WHAT THIS EXERCISE ASKS:
a - In the Disney and DIK thread, what does janej say her Dik 2010 week pulls?
b - Repeat everything in the Disney and DIK thread from "I havent. I" down to "MuranoJo (Apr 13, 2009)".
c - Translate this sentence from the Disney and DIK thread into French: "My 2009 week traded very well."

EXCERPT PROVIDED:
###

# Disney and DIK



## Carolyn (Apr 13, 2009)

Has anyone been able to pull a Disney resort with a DIK week?  If so which week and year?  Thanks.

Carolyn


----------



## DianeV (Apr 13, 2009)

I havent. I have an ongoing search for summer with them and other resorts..like 33 resorts, some I have been able to pull before. But I havent been able to pull ANY DVC. I am using the 2009 week I believe (the one we were able to get last March)


----------



## MuranoJo (Apr 13, 2009)

I've heard some SA owners have been able to--not sure they were using DIK, though.


----------



## PClapham (Apr 14, 2009)

Dik weeks can be converted to rci points-maybe that way you could get Disney?
Anita


----------



## AwayWeGo (Apr 14, 2009)

*Not Dikhololo -- But Points Are Points.*




PClapham said:


> Dik weeks can be converted to rci points-maybe that way you could get Disney?


Just yesterday we did _Points For Deposit_ with a banked Lowveld Lodge week.  

That got 39*,*500 RCI Points added to our points balance -- not enough for DVC most likely, but it's something. 

(We tried to buy Dikhololo because of its reputation as a  _Tiger Trader_, but we settled for Lowveld Lodge.  So it goes.)

-- Alan Cole, McLean (Fairfax County), Virginia, USA.​


----------



## janej (Apr 14, 2009)

My Dik 2010 week that just got deposited trades very poorly.  It pulls a little over 100k.  This is the first week I deposited since the new system.  So I don't have much to compare.  But I can not seem to get anything from the sightings, let alone Disney.  My 2009 week traded very well.  I was able to see almost everything posted on sightings.


----------



## mqlet (Apr 16, 2009)

Here are my results for my 2009 vs 2010 1bd Dik weeks:

Dikhololo (#1999)  	 Feb 2008 to Feb 2011  	
[122,561]

Dikhololo (#1999) 	Mar 2009 to Mar 2012 	
[102,504]


Since they cover different time periods, I'm not sure which one is stronger.  Also, how do you configure the search engine in RCI to look for Disney resorts only.

Thanks,
Mark


----------



## janej (Apr 16, 2009)

###

SUPPLIED MATERIAL:
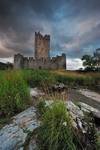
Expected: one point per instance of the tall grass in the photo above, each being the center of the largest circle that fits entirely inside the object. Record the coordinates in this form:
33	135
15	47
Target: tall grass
55	132
14	93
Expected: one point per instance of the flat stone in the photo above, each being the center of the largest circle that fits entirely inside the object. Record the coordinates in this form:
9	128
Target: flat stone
75	110
35	92
88	108
13	135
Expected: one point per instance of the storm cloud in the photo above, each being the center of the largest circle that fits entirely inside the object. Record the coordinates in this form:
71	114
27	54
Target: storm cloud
74	26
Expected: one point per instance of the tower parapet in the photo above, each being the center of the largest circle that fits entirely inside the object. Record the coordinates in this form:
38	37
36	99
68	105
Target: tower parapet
42	45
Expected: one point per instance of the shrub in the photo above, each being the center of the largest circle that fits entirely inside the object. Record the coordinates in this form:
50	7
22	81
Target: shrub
55	132
14	93
37	78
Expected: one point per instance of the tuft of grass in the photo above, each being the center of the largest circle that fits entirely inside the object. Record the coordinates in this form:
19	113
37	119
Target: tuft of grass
14	93
55	132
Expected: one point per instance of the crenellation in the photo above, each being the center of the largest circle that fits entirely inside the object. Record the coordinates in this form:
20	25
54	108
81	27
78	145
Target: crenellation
42	58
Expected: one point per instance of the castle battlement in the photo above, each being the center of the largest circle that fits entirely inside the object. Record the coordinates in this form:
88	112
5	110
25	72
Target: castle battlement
41	59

###

WRITTEN ANSWERS:
a - A little over 100k.

b -
I havent. I have an ongoing search for summer with them and other resorts..like 33 resorts, some I have been able to pull before. But I havent been able to pull ANY DVC. I am using the 2009 week I believe (the one we were able to get last March)


----------



## MuranoJo (Apr 13, 2009)

c - Ma semaine de 2009 s'est très bien échangée.